*YOUR GOAL*.
Put the records, starting at the line that contains "Please trace the outline of every instance of the star-shaped" and ending at the line that contains "401 0 L 391", into a two-column CSV with the headers request and answer. Each record gets one row, with each field quoted and its line breaks replaced by spaces.

Image outline annotation records:

= = = = = = =

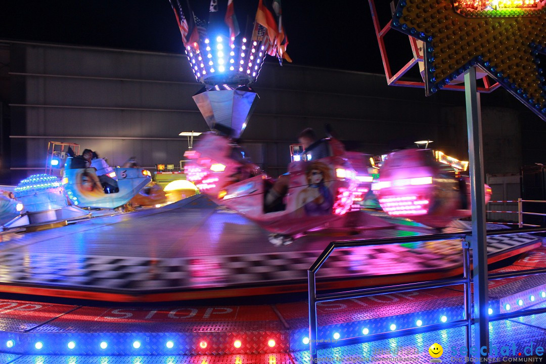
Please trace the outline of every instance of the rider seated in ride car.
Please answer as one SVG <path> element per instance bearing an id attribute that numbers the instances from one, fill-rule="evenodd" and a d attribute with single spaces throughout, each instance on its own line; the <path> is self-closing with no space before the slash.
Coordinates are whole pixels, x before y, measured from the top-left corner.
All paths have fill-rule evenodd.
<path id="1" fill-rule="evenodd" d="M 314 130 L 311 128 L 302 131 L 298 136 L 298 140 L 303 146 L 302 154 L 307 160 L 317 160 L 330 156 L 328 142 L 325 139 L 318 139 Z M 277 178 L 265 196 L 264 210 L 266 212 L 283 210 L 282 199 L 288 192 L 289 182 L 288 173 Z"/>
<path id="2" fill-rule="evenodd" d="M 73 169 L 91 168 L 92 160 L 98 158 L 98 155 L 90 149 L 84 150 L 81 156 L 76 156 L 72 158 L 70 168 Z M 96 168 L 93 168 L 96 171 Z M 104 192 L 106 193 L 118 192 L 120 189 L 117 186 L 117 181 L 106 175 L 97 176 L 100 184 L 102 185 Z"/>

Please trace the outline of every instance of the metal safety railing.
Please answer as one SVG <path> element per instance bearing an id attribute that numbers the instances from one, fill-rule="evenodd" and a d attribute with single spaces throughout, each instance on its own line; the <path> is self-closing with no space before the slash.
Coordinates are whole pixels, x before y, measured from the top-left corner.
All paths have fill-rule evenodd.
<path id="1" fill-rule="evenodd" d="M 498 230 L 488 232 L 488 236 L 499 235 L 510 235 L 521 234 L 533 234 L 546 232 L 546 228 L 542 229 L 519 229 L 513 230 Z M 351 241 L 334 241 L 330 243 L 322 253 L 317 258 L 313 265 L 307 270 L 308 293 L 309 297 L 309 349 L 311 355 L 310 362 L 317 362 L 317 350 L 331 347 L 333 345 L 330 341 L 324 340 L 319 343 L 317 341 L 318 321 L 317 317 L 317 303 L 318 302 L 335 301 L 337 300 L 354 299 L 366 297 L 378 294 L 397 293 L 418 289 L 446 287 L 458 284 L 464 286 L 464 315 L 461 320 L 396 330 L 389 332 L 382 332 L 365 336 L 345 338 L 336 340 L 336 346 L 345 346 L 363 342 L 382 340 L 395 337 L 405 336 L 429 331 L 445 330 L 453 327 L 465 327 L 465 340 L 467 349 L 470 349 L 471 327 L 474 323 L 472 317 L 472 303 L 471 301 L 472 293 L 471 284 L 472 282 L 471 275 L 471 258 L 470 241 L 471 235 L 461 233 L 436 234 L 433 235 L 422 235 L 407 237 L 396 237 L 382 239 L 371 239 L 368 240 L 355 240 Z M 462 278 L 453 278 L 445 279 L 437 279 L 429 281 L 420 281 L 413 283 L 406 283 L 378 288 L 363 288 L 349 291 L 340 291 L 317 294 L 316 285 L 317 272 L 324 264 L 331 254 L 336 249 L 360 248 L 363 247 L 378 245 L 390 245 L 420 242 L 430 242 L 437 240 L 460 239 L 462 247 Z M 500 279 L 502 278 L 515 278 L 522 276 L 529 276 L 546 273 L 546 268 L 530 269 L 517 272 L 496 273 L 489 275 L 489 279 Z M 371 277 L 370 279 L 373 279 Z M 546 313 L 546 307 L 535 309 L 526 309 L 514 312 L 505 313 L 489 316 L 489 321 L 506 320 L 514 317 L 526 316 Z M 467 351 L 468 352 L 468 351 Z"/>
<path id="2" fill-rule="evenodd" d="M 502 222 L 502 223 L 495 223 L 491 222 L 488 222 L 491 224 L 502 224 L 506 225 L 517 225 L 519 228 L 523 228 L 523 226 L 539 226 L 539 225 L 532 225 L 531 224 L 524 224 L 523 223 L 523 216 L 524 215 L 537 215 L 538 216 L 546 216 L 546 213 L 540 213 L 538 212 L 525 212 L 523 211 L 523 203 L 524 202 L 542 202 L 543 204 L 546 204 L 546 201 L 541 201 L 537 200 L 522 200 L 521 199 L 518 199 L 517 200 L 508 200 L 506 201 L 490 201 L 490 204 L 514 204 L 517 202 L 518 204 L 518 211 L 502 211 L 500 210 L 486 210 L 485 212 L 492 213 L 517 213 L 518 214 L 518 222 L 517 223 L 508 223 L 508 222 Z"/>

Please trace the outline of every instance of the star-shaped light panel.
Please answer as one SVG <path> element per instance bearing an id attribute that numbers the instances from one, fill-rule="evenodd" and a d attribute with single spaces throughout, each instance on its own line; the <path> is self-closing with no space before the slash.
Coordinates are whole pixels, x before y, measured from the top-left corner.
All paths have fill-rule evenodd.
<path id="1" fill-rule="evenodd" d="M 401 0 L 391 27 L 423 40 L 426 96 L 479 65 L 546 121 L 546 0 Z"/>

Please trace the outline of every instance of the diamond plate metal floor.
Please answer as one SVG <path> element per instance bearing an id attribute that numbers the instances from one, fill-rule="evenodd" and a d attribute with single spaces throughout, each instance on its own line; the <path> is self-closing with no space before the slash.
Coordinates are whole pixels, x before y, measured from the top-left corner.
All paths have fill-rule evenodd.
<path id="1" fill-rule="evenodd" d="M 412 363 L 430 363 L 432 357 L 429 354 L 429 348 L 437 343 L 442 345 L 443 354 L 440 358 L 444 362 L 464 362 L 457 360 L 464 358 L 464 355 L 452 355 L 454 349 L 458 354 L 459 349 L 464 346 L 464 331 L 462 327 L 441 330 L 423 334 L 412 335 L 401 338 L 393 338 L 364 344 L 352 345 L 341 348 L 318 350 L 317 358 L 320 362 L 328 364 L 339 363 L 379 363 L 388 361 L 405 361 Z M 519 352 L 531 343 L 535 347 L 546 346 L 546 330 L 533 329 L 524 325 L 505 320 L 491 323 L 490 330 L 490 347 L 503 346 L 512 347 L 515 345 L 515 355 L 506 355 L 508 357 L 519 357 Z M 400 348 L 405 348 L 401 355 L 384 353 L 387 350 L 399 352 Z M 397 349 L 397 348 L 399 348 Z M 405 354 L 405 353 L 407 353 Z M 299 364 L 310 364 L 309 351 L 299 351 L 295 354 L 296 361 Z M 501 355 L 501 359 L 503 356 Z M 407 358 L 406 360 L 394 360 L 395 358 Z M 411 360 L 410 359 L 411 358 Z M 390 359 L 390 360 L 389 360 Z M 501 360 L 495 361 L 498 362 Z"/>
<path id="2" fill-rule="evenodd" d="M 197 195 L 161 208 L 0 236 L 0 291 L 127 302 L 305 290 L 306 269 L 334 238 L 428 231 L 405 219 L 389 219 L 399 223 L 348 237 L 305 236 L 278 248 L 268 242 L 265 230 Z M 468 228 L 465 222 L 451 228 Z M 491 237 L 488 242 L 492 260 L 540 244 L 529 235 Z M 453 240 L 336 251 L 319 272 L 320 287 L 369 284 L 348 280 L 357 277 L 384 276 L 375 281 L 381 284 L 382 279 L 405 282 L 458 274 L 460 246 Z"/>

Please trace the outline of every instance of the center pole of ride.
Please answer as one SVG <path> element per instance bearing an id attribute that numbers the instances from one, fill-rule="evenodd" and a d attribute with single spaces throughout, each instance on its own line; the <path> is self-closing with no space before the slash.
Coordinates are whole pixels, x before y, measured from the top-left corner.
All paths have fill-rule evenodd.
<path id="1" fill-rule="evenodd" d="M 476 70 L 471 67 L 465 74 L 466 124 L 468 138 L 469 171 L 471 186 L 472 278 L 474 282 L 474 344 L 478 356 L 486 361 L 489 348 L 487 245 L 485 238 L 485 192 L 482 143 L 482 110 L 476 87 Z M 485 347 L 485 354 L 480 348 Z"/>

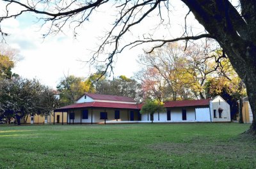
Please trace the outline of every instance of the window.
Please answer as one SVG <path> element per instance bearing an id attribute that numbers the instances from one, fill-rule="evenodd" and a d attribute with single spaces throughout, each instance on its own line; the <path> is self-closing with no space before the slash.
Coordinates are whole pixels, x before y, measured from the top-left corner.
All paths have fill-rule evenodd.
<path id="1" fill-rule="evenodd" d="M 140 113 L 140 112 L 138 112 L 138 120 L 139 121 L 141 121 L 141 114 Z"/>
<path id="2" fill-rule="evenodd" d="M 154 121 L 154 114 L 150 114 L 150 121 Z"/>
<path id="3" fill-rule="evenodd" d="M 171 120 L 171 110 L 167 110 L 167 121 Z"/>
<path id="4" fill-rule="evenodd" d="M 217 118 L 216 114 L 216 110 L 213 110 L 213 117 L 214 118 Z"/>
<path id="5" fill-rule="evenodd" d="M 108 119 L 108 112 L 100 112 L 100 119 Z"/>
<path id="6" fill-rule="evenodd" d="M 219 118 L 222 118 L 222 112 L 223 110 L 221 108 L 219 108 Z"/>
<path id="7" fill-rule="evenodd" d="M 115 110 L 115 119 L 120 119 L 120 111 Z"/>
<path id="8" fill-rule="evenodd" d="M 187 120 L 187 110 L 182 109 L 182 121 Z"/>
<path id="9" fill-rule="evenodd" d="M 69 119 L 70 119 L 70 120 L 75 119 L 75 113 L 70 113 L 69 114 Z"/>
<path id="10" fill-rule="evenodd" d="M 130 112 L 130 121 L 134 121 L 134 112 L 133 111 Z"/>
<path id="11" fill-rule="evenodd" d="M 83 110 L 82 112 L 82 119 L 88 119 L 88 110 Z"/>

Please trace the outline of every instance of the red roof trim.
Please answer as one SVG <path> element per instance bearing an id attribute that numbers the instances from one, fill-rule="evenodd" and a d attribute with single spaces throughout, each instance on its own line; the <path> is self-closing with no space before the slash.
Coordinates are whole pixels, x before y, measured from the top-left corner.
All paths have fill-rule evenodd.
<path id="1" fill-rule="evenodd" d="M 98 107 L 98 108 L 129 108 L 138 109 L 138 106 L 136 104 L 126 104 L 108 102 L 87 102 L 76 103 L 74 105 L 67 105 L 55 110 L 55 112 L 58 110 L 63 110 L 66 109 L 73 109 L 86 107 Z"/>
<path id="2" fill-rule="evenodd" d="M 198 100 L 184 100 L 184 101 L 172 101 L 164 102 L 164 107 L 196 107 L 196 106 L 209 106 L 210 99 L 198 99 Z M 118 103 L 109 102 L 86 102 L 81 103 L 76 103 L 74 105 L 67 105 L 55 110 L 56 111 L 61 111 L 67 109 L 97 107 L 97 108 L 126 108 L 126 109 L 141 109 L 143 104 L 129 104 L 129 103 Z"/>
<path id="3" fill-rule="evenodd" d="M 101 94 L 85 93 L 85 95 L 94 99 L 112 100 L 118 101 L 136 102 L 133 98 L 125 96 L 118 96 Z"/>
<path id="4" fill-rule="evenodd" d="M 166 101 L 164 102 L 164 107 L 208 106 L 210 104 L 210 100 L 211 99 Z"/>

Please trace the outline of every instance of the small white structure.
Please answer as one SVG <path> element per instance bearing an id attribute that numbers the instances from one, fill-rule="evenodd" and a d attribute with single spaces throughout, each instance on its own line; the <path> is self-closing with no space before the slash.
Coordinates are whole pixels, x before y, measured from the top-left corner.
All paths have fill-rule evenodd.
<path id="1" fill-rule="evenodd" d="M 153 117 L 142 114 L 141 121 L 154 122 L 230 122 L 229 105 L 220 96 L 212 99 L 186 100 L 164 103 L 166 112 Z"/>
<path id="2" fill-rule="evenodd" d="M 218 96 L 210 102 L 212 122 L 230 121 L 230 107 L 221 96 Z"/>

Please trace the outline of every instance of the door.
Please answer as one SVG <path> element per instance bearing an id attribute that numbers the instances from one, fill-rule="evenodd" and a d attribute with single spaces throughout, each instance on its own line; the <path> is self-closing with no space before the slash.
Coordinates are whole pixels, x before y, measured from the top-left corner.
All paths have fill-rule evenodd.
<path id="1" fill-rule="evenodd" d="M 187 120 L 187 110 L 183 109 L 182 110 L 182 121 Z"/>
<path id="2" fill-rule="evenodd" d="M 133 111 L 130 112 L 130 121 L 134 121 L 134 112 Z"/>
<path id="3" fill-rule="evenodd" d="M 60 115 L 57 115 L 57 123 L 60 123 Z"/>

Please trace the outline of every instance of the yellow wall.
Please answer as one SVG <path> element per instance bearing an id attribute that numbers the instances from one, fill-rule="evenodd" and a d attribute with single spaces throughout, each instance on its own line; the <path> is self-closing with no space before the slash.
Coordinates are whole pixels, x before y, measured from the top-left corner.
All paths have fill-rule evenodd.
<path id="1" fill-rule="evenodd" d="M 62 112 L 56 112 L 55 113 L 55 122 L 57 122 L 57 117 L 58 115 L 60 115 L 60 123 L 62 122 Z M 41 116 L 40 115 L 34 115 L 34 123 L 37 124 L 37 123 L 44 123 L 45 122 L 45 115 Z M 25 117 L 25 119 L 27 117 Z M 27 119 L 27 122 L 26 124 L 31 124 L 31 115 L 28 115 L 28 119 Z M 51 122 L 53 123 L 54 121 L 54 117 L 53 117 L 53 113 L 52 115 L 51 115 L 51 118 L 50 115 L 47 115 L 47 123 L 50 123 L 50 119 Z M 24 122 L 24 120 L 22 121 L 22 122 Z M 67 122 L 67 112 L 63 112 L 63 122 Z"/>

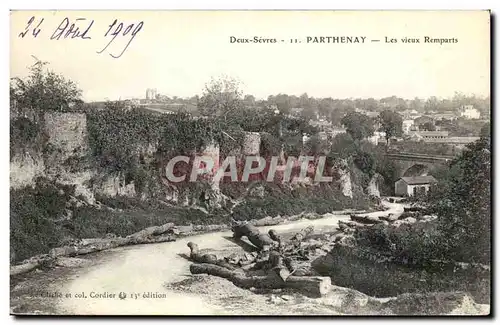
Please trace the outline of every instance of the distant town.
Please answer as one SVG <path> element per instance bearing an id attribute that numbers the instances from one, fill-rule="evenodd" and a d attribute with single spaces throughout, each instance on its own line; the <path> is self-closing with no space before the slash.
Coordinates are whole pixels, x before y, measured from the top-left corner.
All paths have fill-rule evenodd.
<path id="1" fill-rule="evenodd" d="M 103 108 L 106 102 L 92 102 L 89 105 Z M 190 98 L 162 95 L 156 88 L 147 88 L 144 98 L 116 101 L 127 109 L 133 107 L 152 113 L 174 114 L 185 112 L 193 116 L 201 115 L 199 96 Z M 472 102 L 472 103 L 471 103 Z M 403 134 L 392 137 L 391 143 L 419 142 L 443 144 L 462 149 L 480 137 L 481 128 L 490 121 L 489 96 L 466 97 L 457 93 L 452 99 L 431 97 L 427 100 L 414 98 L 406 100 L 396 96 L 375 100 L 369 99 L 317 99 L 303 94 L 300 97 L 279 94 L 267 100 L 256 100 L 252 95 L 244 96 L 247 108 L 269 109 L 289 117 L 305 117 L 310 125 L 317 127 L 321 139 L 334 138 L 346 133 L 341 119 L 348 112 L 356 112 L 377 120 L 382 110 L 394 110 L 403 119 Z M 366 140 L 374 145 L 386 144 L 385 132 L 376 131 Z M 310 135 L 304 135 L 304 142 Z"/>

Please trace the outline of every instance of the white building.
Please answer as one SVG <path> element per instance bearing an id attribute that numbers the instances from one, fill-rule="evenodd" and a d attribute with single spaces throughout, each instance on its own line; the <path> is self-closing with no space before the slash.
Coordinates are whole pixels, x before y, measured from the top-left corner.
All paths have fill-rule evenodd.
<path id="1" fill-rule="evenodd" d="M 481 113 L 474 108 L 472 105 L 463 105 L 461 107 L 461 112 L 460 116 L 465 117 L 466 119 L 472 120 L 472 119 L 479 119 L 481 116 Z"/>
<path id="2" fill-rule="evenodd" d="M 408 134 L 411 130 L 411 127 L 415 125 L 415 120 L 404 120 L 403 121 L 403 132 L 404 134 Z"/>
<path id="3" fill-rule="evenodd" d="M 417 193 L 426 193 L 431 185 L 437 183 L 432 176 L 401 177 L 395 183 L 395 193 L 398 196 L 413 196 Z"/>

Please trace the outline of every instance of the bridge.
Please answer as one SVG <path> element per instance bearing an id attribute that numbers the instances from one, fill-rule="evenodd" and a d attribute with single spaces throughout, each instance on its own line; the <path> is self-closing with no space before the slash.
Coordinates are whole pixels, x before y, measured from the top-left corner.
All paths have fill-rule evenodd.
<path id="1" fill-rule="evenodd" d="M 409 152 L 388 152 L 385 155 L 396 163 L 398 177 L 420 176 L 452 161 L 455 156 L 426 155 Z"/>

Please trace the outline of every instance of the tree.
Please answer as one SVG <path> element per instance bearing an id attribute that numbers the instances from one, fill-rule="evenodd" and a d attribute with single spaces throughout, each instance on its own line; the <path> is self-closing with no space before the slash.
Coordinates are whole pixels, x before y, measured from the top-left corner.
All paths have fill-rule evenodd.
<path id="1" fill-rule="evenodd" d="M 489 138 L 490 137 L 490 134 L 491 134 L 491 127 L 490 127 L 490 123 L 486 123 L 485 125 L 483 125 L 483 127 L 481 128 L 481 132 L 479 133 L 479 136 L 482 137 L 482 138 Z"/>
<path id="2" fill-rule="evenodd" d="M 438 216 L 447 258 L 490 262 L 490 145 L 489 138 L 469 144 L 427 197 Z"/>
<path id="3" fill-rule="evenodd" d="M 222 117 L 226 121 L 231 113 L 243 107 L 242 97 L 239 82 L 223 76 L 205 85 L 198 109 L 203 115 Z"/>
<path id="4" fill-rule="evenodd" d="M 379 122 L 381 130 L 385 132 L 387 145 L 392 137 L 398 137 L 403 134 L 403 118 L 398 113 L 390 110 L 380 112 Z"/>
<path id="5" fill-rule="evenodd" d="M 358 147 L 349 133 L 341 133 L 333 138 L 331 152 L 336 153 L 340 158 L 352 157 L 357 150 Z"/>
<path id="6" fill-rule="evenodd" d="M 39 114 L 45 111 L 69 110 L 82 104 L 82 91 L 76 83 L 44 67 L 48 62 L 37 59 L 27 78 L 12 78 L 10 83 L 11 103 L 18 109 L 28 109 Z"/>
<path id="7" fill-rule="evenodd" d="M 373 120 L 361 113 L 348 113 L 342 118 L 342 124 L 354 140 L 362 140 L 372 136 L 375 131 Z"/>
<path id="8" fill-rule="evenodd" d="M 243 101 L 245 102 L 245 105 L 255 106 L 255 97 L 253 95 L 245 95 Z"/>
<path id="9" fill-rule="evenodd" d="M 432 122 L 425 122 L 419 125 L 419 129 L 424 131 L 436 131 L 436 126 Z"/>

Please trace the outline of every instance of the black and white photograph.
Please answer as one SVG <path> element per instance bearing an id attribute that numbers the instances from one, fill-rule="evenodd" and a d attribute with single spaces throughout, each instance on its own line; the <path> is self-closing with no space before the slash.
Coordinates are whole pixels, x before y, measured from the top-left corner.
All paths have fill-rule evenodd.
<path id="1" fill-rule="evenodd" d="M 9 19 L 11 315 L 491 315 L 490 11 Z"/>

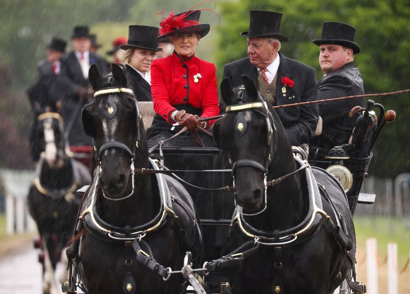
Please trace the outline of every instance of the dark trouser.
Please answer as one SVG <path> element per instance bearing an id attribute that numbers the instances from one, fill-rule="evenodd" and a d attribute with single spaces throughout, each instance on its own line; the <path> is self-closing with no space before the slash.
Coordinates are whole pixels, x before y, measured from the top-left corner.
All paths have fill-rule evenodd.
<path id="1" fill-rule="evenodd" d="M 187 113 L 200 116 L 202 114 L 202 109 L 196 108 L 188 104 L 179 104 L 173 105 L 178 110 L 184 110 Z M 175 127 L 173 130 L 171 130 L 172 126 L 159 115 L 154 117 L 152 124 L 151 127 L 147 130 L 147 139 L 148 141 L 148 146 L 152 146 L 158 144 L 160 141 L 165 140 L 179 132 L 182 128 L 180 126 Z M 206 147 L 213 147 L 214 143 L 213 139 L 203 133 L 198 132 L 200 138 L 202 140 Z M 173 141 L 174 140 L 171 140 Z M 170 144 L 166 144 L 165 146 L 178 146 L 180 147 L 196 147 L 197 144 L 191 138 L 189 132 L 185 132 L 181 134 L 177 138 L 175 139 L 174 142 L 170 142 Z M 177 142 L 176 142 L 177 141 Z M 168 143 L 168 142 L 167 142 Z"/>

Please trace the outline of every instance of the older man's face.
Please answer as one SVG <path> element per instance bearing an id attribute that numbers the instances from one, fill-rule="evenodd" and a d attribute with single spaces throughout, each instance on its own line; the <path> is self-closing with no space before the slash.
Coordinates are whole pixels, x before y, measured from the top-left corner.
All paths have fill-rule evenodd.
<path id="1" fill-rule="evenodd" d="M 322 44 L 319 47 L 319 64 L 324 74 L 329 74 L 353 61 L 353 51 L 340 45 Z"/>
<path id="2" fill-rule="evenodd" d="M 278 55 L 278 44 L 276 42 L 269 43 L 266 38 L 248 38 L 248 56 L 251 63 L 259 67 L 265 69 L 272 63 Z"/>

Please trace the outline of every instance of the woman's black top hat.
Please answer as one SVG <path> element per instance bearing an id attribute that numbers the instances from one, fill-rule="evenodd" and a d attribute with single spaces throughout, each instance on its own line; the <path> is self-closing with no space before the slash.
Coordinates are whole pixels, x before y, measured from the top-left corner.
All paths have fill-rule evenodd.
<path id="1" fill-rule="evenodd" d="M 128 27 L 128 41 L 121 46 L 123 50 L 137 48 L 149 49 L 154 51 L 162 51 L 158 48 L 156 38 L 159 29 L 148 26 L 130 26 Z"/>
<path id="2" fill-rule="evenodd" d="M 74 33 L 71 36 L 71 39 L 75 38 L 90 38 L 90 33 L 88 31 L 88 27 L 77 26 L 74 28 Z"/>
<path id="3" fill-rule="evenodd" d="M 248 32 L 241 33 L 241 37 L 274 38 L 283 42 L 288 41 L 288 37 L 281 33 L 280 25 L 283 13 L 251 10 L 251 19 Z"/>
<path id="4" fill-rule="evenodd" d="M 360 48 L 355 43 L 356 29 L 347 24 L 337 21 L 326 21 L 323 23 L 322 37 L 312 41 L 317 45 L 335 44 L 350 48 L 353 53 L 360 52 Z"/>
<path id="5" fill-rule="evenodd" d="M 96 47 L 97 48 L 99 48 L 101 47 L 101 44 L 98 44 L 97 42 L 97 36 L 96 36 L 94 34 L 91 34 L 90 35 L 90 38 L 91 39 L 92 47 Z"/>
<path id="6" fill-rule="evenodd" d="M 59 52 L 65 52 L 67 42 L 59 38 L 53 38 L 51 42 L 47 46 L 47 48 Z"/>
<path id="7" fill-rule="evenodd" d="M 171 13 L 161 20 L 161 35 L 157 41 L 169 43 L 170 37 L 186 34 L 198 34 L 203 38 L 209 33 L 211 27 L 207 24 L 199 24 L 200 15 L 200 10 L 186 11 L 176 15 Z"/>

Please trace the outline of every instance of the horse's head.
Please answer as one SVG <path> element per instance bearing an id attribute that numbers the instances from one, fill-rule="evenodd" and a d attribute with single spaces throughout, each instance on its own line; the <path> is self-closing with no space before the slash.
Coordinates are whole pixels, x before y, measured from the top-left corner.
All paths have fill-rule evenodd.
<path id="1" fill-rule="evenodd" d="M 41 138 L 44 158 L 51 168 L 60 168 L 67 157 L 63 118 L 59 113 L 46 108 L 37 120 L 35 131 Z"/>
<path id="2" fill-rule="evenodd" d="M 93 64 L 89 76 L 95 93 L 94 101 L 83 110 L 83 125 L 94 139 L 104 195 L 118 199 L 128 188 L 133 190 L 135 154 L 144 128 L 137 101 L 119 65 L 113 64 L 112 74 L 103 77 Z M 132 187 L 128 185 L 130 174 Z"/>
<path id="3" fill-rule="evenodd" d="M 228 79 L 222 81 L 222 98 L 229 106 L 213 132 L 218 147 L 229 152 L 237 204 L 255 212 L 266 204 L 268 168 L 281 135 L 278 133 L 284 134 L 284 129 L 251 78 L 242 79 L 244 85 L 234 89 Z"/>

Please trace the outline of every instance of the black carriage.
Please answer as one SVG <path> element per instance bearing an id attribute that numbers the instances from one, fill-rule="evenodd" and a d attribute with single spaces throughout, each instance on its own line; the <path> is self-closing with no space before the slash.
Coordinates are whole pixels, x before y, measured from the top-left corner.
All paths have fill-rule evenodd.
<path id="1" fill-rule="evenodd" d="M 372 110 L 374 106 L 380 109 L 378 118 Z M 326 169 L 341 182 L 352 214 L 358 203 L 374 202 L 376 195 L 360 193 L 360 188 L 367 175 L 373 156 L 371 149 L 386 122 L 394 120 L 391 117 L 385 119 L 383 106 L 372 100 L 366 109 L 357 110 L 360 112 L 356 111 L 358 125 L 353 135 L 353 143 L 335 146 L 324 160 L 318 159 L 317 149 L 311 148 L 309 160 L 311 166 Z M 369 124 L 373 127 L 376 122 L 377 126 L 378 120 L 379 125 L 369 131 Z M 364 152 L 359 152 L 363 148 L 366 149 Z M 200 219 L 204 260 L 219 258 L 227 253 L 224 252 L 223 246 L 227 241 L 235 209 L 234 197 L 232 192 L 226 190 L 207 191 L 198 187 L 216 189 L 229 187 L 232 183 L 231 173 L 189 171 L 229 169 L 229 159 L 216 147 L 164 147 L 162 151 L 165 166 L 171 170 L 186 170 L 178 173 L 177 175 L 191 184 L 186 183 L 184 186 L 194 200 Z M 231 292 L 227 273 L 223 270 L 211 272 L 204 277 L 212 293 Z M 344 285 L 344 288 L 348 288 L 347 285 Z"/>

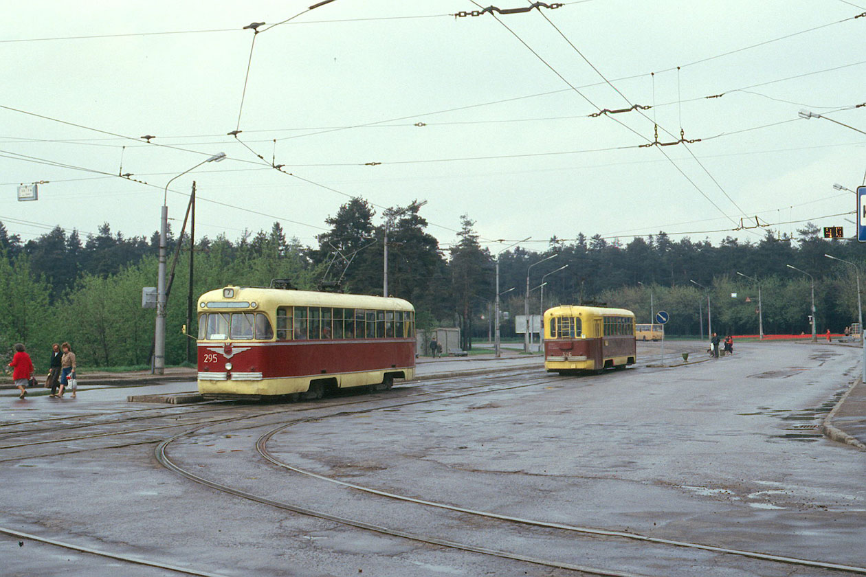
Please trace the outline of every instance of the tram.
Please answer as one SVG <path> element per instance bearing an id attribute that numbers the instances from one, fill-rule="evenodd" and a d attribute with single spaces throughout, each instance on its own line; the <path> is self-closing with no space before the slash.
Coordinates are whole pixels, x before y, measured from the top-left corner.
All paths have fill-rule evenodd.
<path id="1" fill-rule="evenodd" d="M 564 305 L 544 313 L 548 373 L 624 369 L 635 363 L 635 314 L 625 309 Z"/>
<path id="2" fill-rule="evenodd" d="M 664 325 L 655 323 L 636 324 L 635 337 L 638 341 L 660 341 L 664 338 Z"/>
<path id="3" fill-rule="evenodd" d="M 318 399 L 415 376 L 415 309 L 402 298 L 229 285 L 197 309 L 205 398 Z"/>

= = = = = = =

*OUTPUT FOR THIS TASK*.
request,answer
"Please trace the outline of every instance of the star-shaped light panel. Please answer as one SVG <path> element per instance bearing an id attribute that numbers the instances from one, fill-rule=""evenodd"" and a d attribute with single spaces throughout, each instance on its own line; the <path> is self-closing with no space before the slash. Coordinates are whole pixels, x before y, measured from the top-left corner. All paths have fill-rule evenodd.","<path id=""1"" fill-rule=""evenodd"" d=""M 401 0 L 391 27 L 423 40 L 426 96 L 479 65 L 546 121 L 546 0 Z""/>"